Skip to content

frc971/chatfrc

Repository files navigation

ChatFRC

Introduction

ChatFRC is a chatbot built on GPT-4 Turbo, designed to be a helpful resource for FIRST Robotics Competition (FRC) teams. The chatbot has been designed to support younger, less experienced teams. Utilizing RAG, the chatbot should be able to accurately answer queries across a range of FRC topics including software, mechanical, electrical, awards, outreach, strategy, and scouting. The chatbot is public as of January 6th, however it is still in the process of being improved to provide responses that are fully accurate.

Development Quick Start

To run the completion locally you’ll need an OpenAI API Key. The key can be used by placing it inside of .env

VITE_OPENAI_API_KEY=""

# You can also provide a custom OpenAI model endpoint
VITE_OPENAI_MODEL_NAME=""

Node

To run the app you’ll need to install pnpm, to do this follow their install guide.

The app can be started with:

pnpm i && pnpm run dev

You’ll also need to set up a Qdrant server for vector retrieval, see their installation instructions.

Docker

The app can also be run with docker-compose using docker compose build and docker compose up.

Installation instructions for docker compose can be found here

Contributing

Additional contributions to the chatbot are welcome. To contribute documents, please reach out to us via the contact form on our website.

════════════════════

* **Work instruction A**:
What model is ChatFRC built on, according to the ChatFRC readme?
* **Work instruction B**:
Please pick up the ChatFRC readme right after its final sentence and continue writing it.

════════════════════

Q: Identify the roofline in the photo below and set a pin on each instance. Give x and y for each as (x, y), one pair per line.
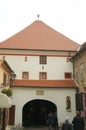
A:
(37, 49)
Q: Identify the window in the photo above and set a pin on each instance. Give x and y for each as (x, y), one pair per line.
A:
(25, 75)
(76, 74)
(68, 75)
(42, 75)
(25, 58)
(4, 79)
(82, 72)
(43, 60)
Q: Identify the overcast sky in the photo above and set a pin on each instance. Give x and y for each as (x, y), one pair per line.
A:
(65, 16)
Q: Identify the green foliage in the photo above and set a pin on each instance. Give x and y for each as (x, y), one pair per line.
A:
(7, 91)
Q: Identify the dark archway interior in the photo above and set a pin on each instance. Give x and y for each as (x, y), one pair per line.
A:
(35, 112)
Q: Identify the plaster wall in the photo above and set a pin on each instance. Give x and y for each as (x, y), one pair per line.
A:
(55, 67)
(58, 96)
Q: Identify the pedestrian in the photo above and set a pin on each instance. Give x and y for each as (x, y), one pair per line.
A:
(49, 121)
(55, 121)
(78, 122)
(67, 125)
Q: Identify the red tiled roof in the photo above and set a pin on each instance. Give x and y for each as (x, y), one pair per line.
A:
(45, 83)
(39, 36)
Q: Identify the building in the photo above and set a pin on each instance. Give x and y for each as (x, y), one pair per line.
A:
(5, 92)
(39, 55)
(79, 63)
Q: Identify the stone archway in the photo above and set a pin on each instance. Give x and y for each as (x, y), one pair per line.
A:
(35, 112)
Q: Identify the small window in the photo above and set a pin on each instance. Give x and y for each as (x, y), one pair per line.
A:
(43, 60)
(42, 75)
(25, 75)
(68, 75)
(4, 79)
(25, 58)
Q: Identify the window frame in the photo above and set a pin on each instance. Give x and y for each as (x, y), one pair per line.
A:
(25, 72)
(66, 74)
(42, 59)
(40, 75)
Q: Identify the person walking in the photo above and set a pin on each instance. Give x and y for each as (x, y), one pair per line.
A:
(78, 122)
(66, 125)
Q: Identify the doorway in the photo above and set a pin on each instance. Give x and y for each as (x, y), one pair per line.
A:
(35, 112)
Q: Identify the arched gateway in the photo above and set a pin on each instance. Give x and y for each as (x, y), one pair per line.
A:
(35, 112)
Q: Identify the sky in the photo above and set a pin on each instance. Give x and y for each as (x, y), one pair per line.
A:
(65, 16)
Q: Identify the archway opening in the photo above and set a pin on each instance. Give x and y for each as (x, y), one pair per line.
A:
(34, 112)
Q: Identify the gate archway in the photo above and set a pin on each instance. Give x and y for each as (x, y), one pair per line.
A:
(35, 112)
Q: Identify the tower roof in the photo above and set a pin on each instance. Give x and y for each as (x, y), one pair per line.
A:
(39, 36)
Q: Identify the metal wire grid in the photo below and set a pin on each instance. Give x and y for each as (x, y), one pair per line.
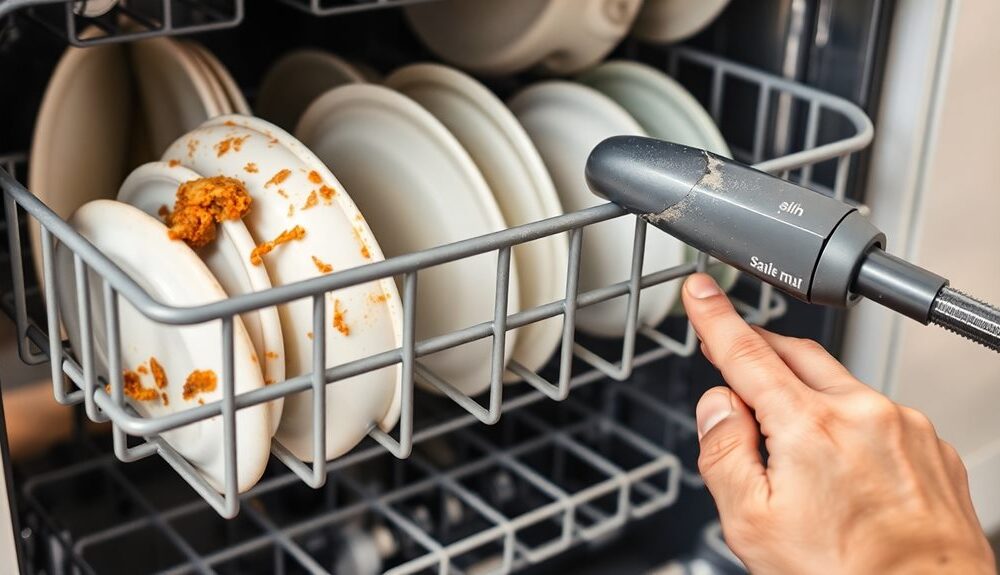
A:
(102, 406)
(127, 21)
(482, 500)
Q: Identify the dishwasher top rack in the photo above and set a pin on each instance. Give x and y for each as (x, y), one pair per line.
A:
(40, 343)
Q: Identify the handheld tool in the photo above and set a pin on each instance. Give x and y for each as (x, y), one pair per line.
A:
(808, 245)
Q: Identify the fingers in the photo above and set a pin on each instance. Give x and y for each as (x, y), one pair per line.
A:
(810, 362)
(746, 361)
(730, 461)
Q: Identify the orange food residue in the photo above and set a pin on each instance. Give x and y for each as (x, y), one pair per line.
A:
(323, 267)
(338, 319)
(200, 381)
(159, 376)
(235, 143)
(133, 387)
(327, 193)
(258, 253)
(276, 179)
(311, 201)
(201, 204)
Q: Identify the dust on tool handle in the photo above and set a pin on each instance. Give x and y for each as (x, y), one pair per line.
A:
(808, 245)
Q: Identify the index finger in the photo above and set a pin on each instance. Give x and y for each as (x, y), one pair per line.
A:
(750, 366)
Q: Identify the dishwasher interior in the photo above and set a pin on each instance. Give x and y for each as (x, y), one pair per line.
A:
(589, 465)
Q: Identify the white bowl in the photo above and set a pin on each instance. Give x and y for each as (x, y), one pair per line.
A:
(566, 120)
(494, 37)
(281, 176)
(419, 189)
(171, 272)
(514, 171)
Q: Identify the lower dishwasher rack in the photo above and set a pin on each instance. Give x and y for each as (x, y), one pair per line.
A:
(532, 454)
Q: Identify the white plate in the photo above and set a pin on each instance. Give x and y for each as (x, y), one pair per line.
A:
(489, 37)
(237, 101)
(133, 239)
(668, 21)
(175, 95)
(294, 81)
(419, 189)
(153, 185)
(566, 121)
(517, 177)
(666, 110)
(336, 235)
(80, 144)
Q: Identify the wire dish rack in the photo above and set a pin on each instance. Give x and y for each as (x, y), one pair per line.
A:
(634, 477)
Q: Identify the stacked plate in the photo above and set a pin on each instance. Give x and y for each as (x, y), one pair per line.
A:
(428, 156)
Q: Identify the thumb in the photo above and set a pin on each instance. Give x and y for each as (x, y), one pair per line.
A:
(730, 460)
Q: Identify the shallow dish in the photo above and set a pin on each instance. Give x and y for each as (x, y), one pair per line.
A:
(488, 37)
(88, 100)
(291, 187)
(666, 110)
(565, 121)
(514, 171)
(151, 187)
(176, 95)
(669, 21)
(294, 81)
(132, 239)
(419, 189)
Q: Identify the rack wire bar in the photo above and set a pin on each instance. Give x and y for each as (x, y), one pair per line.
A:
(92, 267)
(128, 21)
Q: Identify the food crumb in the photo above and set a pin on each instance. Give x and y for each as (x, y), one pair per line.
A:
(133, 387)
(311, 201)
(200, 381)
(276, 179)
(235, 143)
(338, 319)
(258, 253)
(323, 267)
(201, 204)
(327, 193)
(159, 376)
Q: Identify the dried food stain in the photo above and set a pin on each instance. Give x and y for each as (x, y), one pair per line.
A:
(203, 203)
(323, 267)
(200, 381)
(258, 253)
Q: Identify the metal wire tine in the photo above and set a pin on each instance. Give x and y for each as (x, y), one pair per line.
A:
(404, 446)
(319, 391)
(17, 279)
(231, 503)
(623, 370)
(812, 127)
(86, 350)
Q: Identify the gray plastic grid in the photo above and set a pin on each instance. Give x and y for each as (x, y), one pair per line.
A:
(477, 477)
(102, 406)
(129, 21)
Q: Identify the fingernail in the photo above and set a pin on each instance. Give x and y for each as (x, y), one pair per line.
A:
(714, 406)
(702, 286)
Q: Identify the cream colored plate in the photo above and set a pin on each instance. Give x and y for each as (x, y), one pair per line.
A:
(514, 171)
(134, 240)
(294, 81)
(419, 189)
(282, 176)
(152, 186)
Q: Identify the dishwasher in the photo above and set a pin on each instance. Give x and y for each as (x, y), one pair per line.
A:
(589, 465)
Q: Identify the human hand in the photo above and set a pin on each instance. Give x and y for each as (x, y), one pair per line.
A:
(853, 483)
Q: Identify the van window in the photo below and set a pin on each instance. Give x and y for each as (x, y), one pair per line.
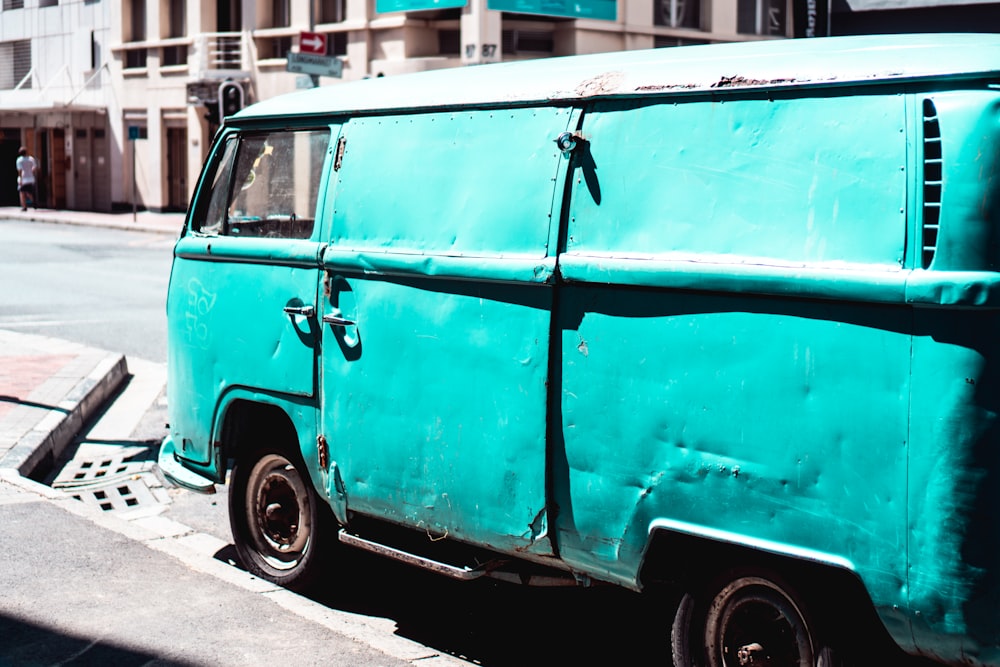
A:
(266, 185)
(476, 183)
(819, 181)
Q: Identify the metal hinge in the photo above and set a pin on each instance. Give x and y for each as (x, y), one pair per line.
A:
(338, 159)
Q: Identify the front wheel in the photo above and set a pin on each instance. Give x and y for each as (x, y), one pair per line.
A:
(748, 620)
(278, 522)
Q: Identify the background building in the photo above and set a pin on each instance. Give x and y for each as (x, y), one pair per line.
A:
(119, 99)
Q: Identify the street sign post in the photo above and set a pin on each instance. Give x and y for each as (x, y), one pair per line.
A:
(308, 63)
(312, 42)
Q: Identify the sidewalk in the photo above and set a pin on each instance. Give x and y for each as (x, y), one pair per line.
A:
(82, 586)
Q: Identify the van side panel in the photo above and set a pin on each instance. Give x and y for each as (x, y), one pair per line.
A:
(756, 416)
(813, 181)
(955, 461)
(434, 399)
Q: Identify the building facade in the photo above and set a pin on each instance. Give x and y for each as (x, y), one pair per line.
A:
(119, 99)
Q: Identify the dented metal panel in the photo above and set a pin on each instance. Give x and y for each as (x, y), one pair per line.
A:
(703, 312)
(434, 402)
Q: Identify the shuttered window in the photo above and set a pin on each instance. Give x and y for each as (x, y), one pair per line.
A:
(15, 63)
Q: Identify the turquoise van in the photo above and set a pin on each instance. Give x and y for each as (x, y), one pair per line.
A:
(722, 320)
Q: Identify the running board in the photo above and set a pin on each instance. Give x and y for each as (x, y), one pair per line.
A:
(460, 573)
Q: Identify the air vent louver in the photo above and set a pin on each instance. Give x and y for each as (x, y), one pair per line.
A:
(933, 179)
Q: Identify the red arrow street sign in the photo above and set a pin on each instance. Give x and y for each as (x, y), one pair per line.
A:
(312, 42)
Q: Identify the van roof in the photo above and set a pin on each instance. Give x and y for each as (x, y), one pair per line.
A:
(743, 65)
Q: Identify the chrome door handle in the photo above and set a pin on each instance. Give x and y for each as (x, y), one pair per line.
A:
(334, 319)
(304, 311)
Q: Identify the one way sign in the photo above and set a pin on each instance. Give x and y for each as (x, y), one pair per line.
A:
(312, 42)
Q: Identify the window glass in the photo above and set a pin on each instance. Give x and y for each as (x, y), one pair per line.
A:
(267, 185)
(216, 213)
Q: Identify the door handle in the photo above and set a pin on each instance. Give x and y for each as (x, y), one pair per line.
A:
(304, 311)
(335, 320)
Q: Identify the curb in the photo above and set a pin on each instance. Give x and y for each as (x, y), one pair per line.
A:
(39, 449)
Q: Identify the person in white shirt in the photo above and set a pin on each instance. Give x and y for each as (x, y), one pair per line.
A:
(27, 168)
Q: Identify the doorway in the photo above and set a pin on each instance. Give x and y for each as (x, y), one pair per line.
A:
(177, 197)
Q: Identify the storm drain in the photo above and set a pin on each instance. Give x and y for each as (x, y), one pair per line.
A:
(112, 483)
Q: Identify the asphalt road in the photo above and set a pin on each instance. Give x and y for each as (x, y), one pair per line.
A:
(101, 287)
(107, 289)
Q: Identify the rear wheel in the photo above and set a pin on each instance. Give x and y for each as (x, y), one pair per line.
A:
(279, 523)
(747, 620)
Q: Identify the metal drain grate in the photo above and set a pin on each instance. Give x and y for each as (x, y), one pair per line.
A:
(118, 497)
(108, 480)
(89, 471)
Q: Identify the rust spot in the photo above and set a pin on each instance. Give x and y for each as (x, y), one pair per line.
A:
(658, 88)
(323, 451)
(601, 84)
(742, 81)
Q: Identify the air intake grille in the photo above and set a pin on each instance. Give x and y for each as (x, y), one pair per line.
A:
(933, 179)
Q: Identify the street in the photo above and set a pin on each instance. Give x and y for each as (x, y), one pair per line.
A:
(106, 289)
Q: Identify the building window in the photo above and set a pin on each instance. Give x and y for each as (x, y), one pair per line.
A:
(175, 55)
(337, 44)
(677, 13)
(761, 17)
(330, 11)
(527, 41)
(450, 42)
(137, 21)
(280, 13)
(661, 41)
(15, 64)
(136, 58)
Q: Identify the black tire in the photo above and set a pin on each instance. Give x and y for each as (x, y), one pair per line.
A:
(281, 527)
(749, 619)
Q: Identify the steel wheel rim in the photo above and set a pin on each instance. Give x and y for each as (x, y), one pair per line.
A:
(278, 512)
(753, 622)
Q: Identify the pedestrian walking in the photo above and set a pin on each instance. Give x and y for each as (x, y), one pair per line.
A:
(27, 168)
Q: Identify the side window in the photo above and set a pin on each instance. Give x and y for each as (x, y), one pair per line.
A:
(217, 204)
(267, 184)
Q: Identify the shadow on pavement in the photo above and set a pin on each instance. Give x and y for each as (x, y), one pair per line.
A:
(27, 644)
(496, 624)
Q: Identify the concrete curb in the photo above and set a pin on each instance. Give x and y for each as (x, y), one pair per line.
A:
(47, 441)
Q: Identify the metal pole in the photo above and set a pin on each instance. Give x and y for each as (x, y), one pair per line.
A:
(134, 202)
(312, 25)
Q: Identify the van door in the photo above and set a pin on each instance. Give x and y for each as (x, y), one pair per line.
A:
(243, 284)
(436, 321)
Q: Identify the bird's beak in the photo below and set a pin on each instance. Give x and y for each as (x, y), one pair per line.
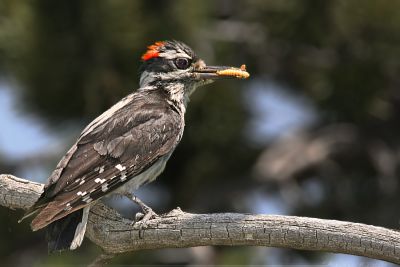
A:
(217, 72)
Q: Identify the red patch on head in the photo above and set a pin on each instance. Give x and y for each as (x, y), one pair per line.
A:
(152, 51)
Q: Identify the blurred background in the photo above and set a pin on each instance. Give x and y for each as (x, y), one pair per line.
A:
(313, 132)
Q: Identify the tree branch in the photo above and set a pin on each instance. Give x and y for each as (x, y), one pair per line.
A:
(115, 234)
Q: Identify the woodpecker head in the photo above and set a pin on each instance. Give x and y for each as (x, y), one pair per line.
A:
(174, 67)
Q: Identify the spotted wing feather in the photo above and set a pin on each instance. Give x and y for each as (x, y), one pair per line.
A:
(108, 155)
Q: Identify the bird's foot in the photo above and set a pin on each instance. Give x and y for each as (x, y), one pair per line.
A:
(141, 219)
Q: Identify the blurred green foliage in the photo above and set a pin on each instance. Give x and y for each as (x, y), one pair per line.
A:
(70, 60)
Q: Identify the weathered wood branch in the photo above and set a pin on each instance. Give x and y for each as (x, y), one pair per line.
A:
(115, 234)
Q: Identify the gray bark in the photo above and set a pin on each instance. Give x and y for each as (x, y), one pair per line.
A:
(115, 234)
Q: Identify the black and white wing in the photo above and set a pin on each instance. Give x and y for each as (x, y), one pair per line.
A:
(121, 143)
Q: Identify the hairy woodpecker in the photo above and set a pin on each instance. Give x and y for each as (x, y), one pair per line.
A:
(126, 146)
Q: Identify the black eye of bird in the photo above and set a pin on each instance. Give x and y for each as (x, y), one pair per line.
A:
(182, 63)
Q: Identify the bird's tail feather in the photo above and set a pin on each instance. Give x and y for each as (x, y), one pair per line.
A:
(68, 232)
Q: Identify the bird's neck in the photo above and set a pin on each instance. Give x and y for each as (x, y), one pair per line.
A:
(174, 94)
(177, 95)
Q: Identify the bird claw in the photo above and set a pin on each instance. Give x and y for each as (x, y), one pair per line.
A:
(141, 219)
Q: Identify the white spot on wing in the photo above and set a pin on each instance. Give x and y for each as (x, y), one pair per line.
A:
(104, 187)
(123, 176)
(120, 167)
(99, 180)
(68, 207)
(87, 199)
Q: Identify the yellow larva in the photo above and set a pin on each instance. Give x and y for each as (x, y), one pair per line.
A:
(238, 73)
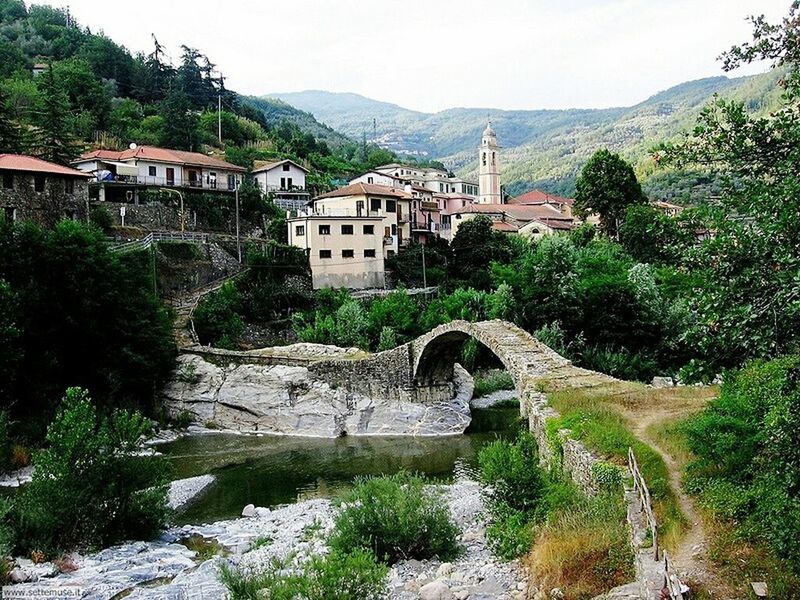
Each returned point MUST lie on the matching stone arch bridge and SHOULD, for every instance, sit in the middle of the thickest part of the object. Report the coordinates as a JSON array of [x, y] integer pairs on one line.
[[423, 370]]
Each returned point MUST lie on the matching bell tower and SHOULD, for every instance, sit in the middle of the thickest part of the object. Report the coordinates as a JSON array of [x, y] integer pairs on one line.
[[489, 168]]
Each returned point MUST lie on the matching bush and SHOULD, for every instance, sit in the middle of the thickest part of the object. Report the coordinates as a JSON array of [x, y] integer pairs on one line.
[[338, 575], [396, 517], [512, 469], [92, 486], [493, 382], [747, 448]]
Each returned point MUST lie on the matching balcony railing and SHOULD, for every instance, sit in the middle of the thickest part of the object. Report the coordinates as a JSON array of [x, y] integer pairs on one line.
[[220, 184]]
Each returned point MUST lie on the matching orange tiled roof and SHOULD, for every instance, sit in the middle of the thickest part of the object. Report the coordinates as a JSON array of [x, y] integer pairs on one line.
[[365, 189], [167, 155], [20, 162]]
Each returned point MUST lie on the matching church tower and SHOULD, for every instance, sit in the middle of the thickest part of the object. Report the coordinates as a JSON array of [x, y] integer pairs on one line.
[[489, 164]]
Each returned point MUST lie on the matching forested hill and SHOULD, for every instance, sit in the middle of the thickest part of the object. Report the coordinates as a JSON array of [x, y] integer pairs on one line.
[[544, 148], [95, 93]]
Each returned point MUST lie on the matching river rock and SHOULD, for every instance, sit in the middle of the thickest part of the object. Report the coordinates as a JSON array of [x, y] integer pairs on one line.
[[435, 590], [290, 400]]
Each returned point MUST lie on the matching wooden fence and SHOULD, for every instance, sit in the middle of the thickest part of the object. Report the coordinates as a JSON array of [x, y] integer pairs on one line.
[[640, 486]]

════════════════════

* **Task response A**:
GPT-4 Turbo

* **Task response B**:
By making a contribution to this project, I certify that:

    (a) The contribution was created in whole or in part by me and I
        have the right to submit it under the open source license
        indicated in the file; or

    (b) The contribution is based upon previous work that, to the best
        of my knowledge, is covered under an appropriate open source
        license and I have the right under that license to submit that
        work with modifications, whether created in whole or in part
        by me, under the same open source license (unless I am
        permitted to submit under a different license), as indicated
        in the file; or

    (c) The contribution was provided directly to me by some other
        person who certified (a), (b) or (c) and I have not modified
        it.

    (d) I understand and agree that this project and the contribution
        are public and that a record of the contribution (including all
        personal information I submit with it, including my sign-off) is
        maintained indefinitely and may be redistributed consistent with
        this project or the open source license(s) involved.

To do this, add the following to your commit message. Gerrit will enforce that all commits have been signed off.

Signed-off-by: Random J Developer <random@developer.example.org>

Git has support for adding Signed-off-by lines by using git commit -s, or you can setup a git commit hook to automatically sign off your commits.